## PASSAGE SHOWN
[Start]
Monday, July 30, 2012

Dentists - and the Olympics.

Everyone has a good story or three inside of them.  Some people's stories are just more remarkable - and unexpected- than others.  Why we should not expect the remarkable I do not know - but we never do expect it.  People sit comfortably in the grooves of their lives and it's easiest to imagine them rolling happily along; you don't watch for the moment when they skip out of it and careen away - sparks flying and rockets exploding - sideways across life.
            Last week I went to the dentist. I don't like going to the dentist.  Dentists are mostly charming people but the electric whine of a buzz wheel burring across my teeth gives me the unpleasant mimminies and I'm not in a mood to be charmed, or charming, in return.  In all honesty, I'm a crier, and the most delectable of dentists tends to become unnerved by a Tabubilgirl with her mouth wide open, and tears rolling thick and silent down her face while a mild-mannered dental technician applies an electric toothbrush for a routine cleaning. 
            The first time I visit a dentist, things are awkward for everyone.  I have a Special Dental Routine: I put on my headphones, close my eyes, and listen to my Happy Music - which for me is the soundtrack to Andrew Lloyd Webber's Cats.  No matter how I explain things in advance, the first time I overflow the dentist calls for technicians and receptionists, who pat my hands soothingly and give me a running update - with mirrors, even.  Two or three visits down the road, we're all in a routine:  I will hum along to Skimbleshanks the Railway Cat over and over inside my head and cry steadily until the procedure is over, and the dentist will just get on with it, save for a sporadic and low-voiced murmur of "Lord, she's off again" to his assistants whenever a drill speeds up.
[End]
## LISTING
[Start]
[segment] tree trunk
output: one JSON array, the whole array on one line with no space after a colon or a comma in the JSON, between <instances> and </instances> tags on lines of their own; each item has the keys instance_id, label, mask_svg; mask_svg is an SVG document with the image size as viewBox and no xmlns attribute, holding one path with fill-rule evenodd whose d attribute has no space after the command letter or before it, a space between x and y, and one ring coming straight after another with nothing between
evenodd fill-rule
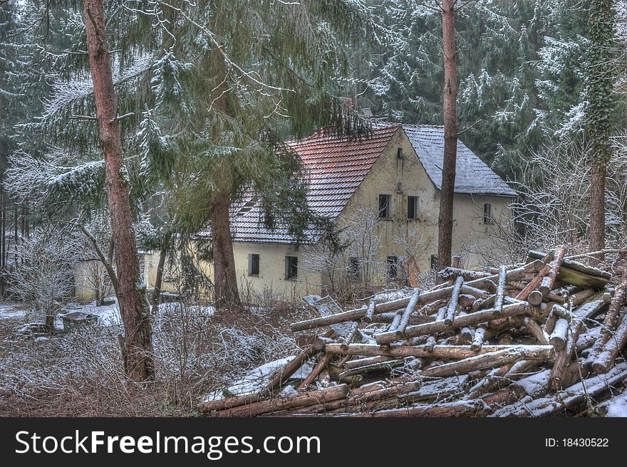
<instances>
[{"instance_id":1,"label":"tree trunk","mask_svg":"<svg viewBox=\"0 0 627 467\"><path fill-rule=\"evenodd\" d=\"M591 180L590 187L590 250L605 248L605 183L611 157L613 95L616 74L614 58L615 19L612 0L593 0L589 13L590 38L588 70L588 105L586 137L589 142ZM603 255L598 257L603 261Z\"/></svg>"},{"instance_id":2,"label":"tree trunk","mask_svg":"<svg viewBox=\"0 0 627 467\"><path fill-rule=\"evenodd\" d=\"M170 246L170 234L167 234L163 239L163 244L159 251L159 263L157 265L157 276L155 278L155 290L152 292L152 313L157 313L161 301L161 285L163 284L163 268L165 266L165 257L167 256L167 248Z\"/></svg>"},{"instance_id":3,"label":"tree trunk","mask_svg":"<svg viewBox=\"0 0 627 467\"><path fill-rule=\"evenodd\" d=\"M227 102L229 90L226 81L224 58L219 51L214 49L211 52L211 61L216 81L216 86L212 90L212 105L217 112L226 115L229 113ZM221 118L221 116L218 116L216 120ZM219 127L219 125L216 125L213 130L214 144L219 144L220 142ZM224 160L217 162L218 168L213 176L214 189L211 195L214 298L216 305L221 308L237 307L240 305L233 241L231 238L231 220L229 217L231 187L228 182L227 163Z\"/></svg>"},{"instance_id":4,"label":"tree trunk","mask_svg":"<svg viewBox=\"0 0 627 467\"><path fill-rule=\"evenodd\" d=\"M451 264L453 229L453 196L457 155L457 70L455 55L456 0L442 2L442 38L444 55L444 163L440 190L437 224L437 268Z\"/></svg>"},{"instance_id":5,"label":"tree trunk","mask_svg":"<svg viewBox=\"0 0 627 467\"><path fill-rule=\"evenodd\" d=\"M144 380L154 374L150 320L145 286L140 285L129 187L121 173L122 137L107 47L104 0L83 0L83 4L96 117L105 158L107 196L119 283L118 303L125 334L124 367L130 378Z\"/></svg>"},{"instance_id":6,"label":"tree trunk","mask_svg":"<svg viewBox=\"0 0 627 467\"><path fill-rule=\"evenodd\" d=\"M212 196L211 226L213 245L213 274L215 303L222 308L239 305L235 258L229 219L230 196L214 192Z\"/></svg>"}]
</instances>

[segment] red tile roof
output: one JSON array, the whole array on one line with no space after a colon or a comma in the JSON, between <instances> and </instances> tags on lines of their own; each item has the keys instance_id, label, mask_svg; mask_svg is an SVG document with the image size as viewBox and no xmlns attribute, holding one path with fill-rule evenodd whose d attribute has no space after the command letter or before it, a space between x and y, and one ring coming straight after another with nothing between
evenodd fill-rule
<instances>
[{"instance_id":1,"label":"red tile roof","mask_svg":"<svg viewBox=\"0 0 627 467\"><path fill-rule=\"evenodd\" d=\"M309 206L317 213L335 219L342 211L357 187L387 146L398 125L373 128L367 139L349 140L325 136L321 130L299 141L289 142L303 162L309 186ZM263 225L259 204L246 204L232 219L233 239L255 243L294 243L286 229L274 230ZM243 208L243 209L242 209ZM248 209L248 210L247 210ZM306 232L311 241L317 241L316 232Z\"/></svg>"}]
</instances>

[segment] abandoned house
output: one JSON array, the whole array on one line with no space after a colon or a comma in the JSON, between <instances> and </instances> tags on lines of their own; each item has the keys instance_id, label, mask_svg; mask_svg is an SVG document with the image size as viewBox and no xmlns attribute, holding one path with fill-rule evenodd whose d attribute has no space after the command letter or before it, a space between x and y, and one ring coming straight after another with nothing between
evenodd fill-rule
<instances>
[{"instance_id":1,"label":"abandoned house","mask_svg":"<svg viewBox=\"0 0 627 467\"><path fill-rule=\"evenodd\" d=\"M299 246L285 230L263 225L261 208L243 203L234 210L232 231L238 284L287 297L323 294L338 277L378 288L413 282L434 266L444 154L444 130L386 125L358 140L325 135L289 143L302 160L310 206L361 238L333 256L320 236L308 232ZM470 149L458 142L453 254L465 267L494 253L494 234L509 228L509 204L517 196ZM359 223L370 227L360 229ZM366 235L368 238L363 238ZM364 252L364 241L368 243ZM158 255L145 255L144 274L154 285ZM343 274L328 271L329 263ZM211 266L202 266L211 273ZM366 277L368 276L368 277ZM171 285L170 286L171 288ZM164 289L169 288L167 283ZM78 292L78 290L77 290Z\"/></svg>"}]
</instances>

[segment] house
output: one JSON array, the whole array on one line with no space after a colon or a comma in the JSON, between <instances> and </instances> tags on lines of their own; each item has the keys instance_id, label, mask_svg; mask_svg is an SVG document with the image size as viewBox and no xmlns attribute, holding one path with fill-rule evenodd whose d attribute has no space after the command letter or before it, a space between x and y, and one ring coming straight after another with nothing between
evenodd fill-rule
<instances>
[{"instance_id":1,"label":"house","mask_svg":"<svg viewBox=\"0 0 627 467\"><path fill-rule=\"evenodd\" d=\"M334 219L340 227L350 224L354 229L362 221L372 224L370 230L359 231L359 235L368 231L376 240L370 256L353 245L332 258L345 280L364 281L369 275L368 285L380 288L390 282L407 282L408 274L431 269L437 261L443 127L378 125L370 137L356 140L321 130L288 144L302 160L309 183L308 202L314 210ZM452 248L464 266L483 264L482 252L495 253L491 234L508 228L508 205L516 196L458 142ZM316 266L325 254L319 232L305 232L307 240L296 246L286 229L264 226L263 212L254 199L244 200L232 211L241 290L300 299L333 288L336 278ZM358 240L363 243L364 238ZM150 290L158 258L144 255L143 258ZM210 276L211 265L201 266ZM164 285L165 290L169 288Z\"/></svg>"},{"instance_id":2,"label":"house","mask_svg":"<svg viewBox=\"0 0 627 467\"><path fill-rule=\"evenodd\" d=\"M348 140L323 131L289 143L305 167L310 206L346 226L364 211L380 219L374 228L379 245L379 268L374 287L399 279L400 258L410 255L418 272L436 260L439 193L442 183L444 129L416 125L387 125L373 129L372 137ZM465 266L484 263L482 251L494 250L490 233L507 229L508 204L517 196L490 168L461 142L457 146L455 187L453 251ZM312 267L321 254L320 236L306 232L309 241L294 245L284 230L264 227L263 214L254 202L234 213L235 265L241 288L267 289L288 297L323 293L329 274ZM354 222L354 221L353 221ZM497 224L499 224L497 226ZM415 241L420 237L420 241ZM358 279L364 258L358 252L347 258L345 269ZM371 259L371 258L370 258Z\"/></svg>"}]
</instances>

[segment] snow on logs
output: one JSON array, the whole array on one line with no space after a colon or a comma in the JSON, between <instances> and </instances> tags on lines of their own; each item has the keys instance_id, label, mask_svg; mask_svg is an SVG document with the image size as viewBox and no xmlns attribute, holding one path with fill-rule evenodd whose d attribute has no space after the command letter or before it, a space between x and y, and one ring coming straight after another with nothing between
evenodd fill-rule
<instances>
[{"instance_id":1,"label":"snow on logs","mask_svg":"<svg viewBox=\"0 0 627 467\"><path fill-rule=\"evenodd\" d=\"M303 350L258 393L199 410L476 416L587 409L586 391L601 401L611 385L616 392L627 384L619 357L627 345L627 277L612 293L608 273L566 258L565 251L530 251L529 263L489 272L447 268L438 273L442 284L394 300L375 295L348 311L331 297L311 296L321 315L291 329L324 329L298 336ZM306 367L312 369L296 378Z\"/></svg>"}]
</instances>

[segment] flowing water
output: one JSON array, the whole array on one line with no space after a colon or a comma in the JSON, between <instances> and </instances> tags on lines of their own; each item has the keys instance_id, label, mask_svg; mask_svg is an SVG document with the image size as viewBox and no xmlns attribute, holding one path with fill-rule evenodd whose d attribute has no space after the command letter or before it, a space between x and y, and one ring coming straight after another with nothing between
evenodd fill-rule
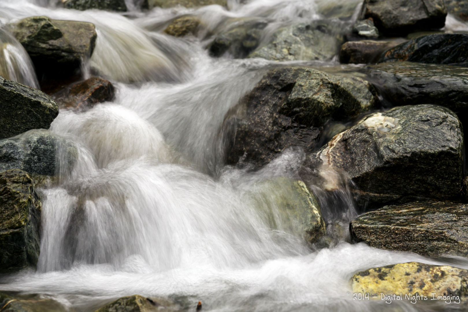
<instances>
[{"instance_id":1,"label":"flowing water","mask_svg":"<svg viewBox=\"0 0 468 312\"><path fill-rule=\"evenodd\" d=\"M225 116L275 65L211 58L207 34L231 18L261 18L269 21L267 40L282 25L322 18L320 12L339 5L353 11L360 1L231 1L229 10L210 6L145 13L127 2L132 9L118 14L66 10L45 0L0 1L2 24L38 15L94 23L96 48L83 73L107 78L117 89L113 102L84 113L61 110L52 123L51 131L78 147L78 163L58 184L38 190L43 208L37 271L1 276L0 290L40 294L78 311L134 294L168 297L188 311L198 300L213 311L456 308L353 300L349 280L359 270L409 261L468 268L468 261L350 244L347 224L357 213L345 181L331 195L306 181L334 240L306 245L275 203L274 187L261 186L297 178L302 151L287 149L254 172L223 163ZM179 39L161 33L168 21L187 13L202 19L205 33ZM466 28L450 18L447 28ZM0 40L7 63L0 68L8 70L0 74L37 87L21 44L5 32Z\"/></svg>"}]
</instances>

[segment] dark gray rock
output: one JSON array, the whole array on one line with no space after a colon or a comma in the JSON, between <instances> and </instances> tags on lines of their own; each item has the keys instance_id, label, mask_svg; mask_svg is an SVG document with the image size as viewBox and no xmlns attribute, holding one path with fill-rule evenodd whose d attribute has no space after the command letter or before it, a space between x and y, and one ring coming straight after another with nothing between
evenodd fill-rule
<instances>
[{"instance_id":1,"label":"dark gray rock","mask_svg":"<svg viewBox=\"0 0 468 312\"><path fill-rule=\"evenodd\" d=\"M54 176L71 171L77 158L74 145L47 130L31 130L0 141L0 171L20 169Z\"/></svg>"},{"instance_id":2,"label":"dark gray rock","mask_svg":"<svg viewBox=\"0 0 468 312\"><path fill-rule=\"evenodd\" d=\"M386 36L442 28L446 15L444 0L364 0L361 12Z\"/></svg>"},{"instance_id":3,"label":"dark gray rock","mask_svg":"<svg viewBox=\"0 0 468 312\"><path fill-rule=\"evenodd\" d=\"M49 129L58 106L49 95L0 76L0 139L34 129Z\"/></svg>"},{"instance_id":4,"label":"dark gray rock","mask_svg":"<svg viewBox=\"0 0 468 312\"><path fill-rule=\"evenodd\" d=\"M24 171L0 173L0 273L35 267L42 203Z\"/></svg>"},{"instance_id":5,"label":"dark gray rock","mask_svg":"<svg viewBox=\"0 0 468 312\"><path fill-rule=\"evenodd\" d=\"M390 49L380 60L380 62L403 61L467 65L468 34L436 34L418 37Z\"/></svg>"},{"instance_id":6,"label":"dark gray rock","mask_svg":"<svg viewBox=\"0 0 468 312\"><path fill-rule=\"evenodd\" d=\"M361 209L412 198L458 199L463 144L461 123L452 111L403 106L365 117L306 162L347 172Z\"/></svg>"},{"instance_id":7,"label":"dark gray rock","mask_svg":"<svg viewBox=\"0 0 468 312\"><path fill-rule=\"evenodd\" d=\"M350 223L351 239L435 256L468 255L468 205L417 202L386 206Z\"/></svg>"},{"instance_id":8,"label":"dark gray rock","mask_svg":"<svg viewBox=\"0 0 468 312\"><path fill-rule=\"evenodd\" d=\"M228 164L264 165L284 149L307 152L325 123L367 111L377 99L367 81L307 67L271 70L226 117Z\"/></svg>"}]
</instances>

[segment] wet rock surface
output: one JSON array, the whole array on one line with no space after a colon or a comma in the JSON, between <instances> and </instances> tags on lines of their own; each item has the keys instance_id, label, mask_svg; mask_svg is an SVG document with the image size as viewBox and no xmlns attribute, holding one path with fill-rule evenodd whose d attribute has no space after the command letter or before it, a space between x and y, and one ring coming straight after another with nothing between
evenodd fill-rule
<instances>
[{"instance_id":1,"label":"wet rock surface","mask_svg":"<svg viewBox=\"0 0 468 312\"><path fill-rule=\"evenodd\" d=\"M431 105L396 107L369 115L308 156L309 167L347 172L361 209L415 198L458 199L461 124Z\"/></svg>"},{"instance_id":2,"label":"wet rock surface","mask_svg":"<svg viewBox=\"0 0 468 312\"><path fill-rule=\"evenodd\" d=\"M64 6L67 8L81 11L89 9L117 12L127 11L124 0L67 0Z\"/></svg>"},{"instance_id":3,"label":"wet rock surface","mask_svg":"<svg viewBox=\"0 0 468 312\"><path fill-rule=\"evenodd\" d=\"M361 12L386 36L442 28L446 15L444 0L365 0Z\"/></svg>"},{"instance_id":4,"label":"wet rock surface","mask_svg":"<svg viewBox=\"0 0 468 312\"><path fill-rule=\"evenodd\" d=\"M380 61L467 65L467 59L468 34L436 34L399 44L386 51Z\"/></svg>"},{"instance_id":5,"label":"wet rock surface","mask_svg":"<svg viewBox=\"0 0 468 312\"><path fill-rule=\"evenodd\" d=\"M47 130L31 130L0 141L0 171L20 169L54 176L70 172L77 159L74 145Z\"/></svg>"},{"instance_id":6,"label":"wet rock surface","mask_svg":"<svg viewBox=\"0 0 468 312\"><path fill-rule=\"evenodd\" d=\"M37 263L42 204L35 186L34 180L22 170L0 172L1 273Z\"/></svg>"},{"instance_id":7,"label":"wet rock surface","mask_svg":"<svg viewBox=\"0 0 468 312\"><path fill-rule=\"evenodd\" d=\"M425 296L428 300L439 296L458 296L460 303L468 295L468 271L448 265L431 265L417 262L392 264L370 268L355 274L351 279L352 291L378 296L380 293ZM441 298L441 301L446 299ZM419 301L419 300L417 300ZM448 301L448 300L447 300Z\"/></svg>"},{"instance_id":8,"label":"wet rock surface","mask_svg":"<svg viewBox=\"0 0 468 312\"><path fill-rule=\"evenodd\" d=\"M48 129L58 106L39 90L0 76L0 139L31 129Z\"/></svg>"},{"instance_id":9,"label":"wet rock surface","mask_svg":"<svg viewBox=\"0 0 468 312\"><path fill-rule=\"evenodd\" d=\"M284 149L310 152L330 118L346 119L377 101L367 81L306 67L274 69L226 116L227 163L256 167Z\"/></svg>"},{"instance_id":10,"label":"wet rock surface","mask_svg":"<svg viewBox=\"0 0 468 312\"><path fill-rule=\"evenodd\" d=\"M385 206L351 221L355 242L438 256L468 255L468 205L414 202Z\"/></svg>"}]
</instances>

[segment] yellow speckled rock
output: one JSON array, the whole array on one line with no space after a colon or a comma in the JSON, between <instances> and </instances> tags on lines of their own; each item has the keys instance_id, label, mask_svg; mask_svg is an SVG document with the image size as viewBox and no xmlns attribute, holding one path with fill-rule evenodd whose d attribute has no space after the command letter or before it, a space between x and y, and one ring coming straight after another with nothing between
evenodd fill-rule
<instances>
[{"instance_id":1,"label":"yellow speckled rock","mask_svg":"<svg viewBox=\"0 0 468 312\"><path fill-rule=\"evenodd\" d=\"M430 299L452 296L462 300L468 295L467 270L417 262L370 268L355 274L351 283L353 292L369 293L379 298L381 293L405 296L417 293Z\"/></svg>"}]
</instances>

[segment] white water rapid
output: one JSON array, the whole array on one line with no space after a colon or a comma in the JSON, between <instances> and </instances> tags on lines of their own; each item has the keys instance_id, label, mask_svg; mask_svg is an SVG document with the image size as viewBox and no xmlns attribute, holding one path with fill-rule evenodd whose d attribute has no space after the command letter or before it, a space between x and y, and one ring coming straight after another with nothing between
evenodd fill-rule
<instances>
[{"instance_id":1,"label":"white water rapid","mask_svg":"<svg viewBox=\"0 0 468 312\"><path fill-rule=\"evenodd\" d=\"M0 23L42 15L94 23L98 37L88 69L110 80L116 97L84 113L61 110L53 122L51 131L78 146L78 163L58 185L38 190L43 207L37 271L0 276L0 290L39 294L83 312L135 294L168 297L189 311L198 300L204 311L226 312L445 308L353 300L349 280L360 270L410 261L468 268L468 261L351 245L348 223L357 212L348 192L340 189L330 197L312 184L326 220L338 230L329 247L307 246L275 205L274 190L257 186L298 177L303 152L287 150L255 172L223 163L224 116L274 65L214 58L205 37L161 32L168 20L190 12L212 30L230 17L267 19L271 33L322 18L321 7L336 3L353 10L361 1L232 0L229 10L147 13L129 5L125 14L50 2L0 0ZM21 45L3 33L0 41L2 59L13 60L11 70L0 74L37 87Z\"/></svg>"}]
</instances>

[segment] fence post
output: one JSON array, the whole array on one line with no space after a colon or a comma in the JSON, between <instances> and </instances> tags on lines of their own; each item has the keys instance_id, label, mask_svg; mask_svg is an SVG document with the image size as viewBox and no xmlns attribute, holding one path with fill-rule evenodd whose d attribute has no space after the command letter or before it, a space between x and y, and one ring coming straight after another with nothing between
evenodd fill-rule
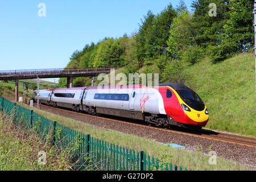
<instances>
[{"instance_id":1,"label":"fence post","mask_svg":"<svg viewBox=\"0 0 256 182\"><path fill-rule=\"evenodd\" d=\"M13 113L13 115L14 115L14 122L15 123L16 122L16 113L17 113L17 111L16 111L16 110L17 110L17 104L16 104L16 103L14 103L14 106L13 107L13 111L14 111L14 113Z\"/></svg>"},{"instance_id":2,"label":"fence post","mask_svg":"<svg viewBox=\"0 0 256 182\"><path fill-rule=\"evenodd\" d=\"M3 112L3 97L2 97L2 111Z\"/></svg>"},{"instance_id":3,"label":"fence post","mask_svg":"<svg viewBox=\"0 0 256 182\"><path fill-rule=\"evenodd\" d=\"M53 131L52 131L52 144L54 145L55 144L55 135L56 135L56 121L53 121Z\"/></svg>"},{"instance_id":4,"label":"fence post","mask_svg":"<svg viewBox=\"0 0 256 182\"><path fill-rule=\"evenodd\" d=\"M145 154L144 154L144 151L141 151L140 152L140 167L141 171L145 171L146 170L146 157Z\"/></svg>"},{"instance_id":5,"label":"fence post","mask_svg":"<svg viewBox=\"0 0 256 182\"><path fill-rule=\"evenodd\" d=\"M89 159L89 158L90 157L90 135L86 135L86 164L89 164L89 161L90 160Z\"/></svg>"},{"instance_id":6,"label":"fence post","mask_svg":"<svg viewBox=\"0 0 256 182\"><path fill-rule=\"evenodd\" d=\"M30 110L30 129L32 129L32 125L33 122L33 110Z\"/></svg>"}]
</instances>

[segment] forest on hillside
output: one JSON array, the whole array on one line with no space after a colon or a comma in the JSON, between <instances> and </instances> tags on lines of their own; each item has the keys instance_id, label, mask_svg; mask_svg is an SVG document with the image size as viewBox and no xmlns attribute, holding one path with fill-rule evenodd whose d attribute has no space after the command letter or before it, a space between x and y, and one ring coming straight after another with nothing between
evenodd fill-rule
<instances>
[{"instance_id":1,"label":"forest on hillside","mask_svg":"<svg viewBox=\"0 0 256 182\"><path fill-rule=\"evenodd\" d=\"M118 66L128 74L154 64L160 71L160 82L181 82L172 76L185 65L204 61L206 57L215 64L253 49L253 2L195 0L189 12L181 0L177 7L170 3L156 15L148 10L138 32L119 38L105 37L85 45L73 53L67 68ZM215 3L216 9L212 10L211 3ZM66 82L60 78L59 87L65 87ZM74 86L90 84L90 78L73 80Z\"/></svg>"}]
</instances>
[End]
## WORK TO COMPLETE
- A) In the blog post about dentists, what does the writer listen to as Happy Music?
- B) Reproduce the records from the line holding "[segment] forest on hillside" through the end of the records, inclusive, replacing "JSON array" with "JSON list" and leaving everything else unchanged.

## SOLUTIONS TO THE TASKS
- A) The soundtrack to Andrew Lloyd Webber's Cats.

- B)
[segment] forest on hillside
output: one JSON list, the whole array on one line with no space after a colon or a comma in the JSON, between <instances> and </instances> tags on lines of their own; each item has the keys instance_id, label, mask_svg; mask_svg is an SVG document with the image size as viewBox and no xmlns attribute, holding one path with fill-rule evenodd whose d attribute has no space after the command letter or before it, a space between x and y, and one ring coming straight after another with nothing between
evenodd fill-rule
<instances>
[{"instance_id":1,"label":"forest on hillside","mask_svg":"<svg viewBox=\"0 0 256 182\"><path fill-rule=\"evenodd\" d=\"M118 66L128 74L154 64L160 71L160 82L181 82L172 76L185 65L204 61L206 57L215 64L253 49L253 2L195 0L189 12L181 0L177 7L170 3L156 15L148 10L138 32L119 38L105 37L85 45L73 53L67 68ZM215 3L216 9L212 10L211 3ZM66 82L60 78L59 87L65 87ZM74 86L90 84L90 78L73 80Z\"/></svg>"}]
</instances>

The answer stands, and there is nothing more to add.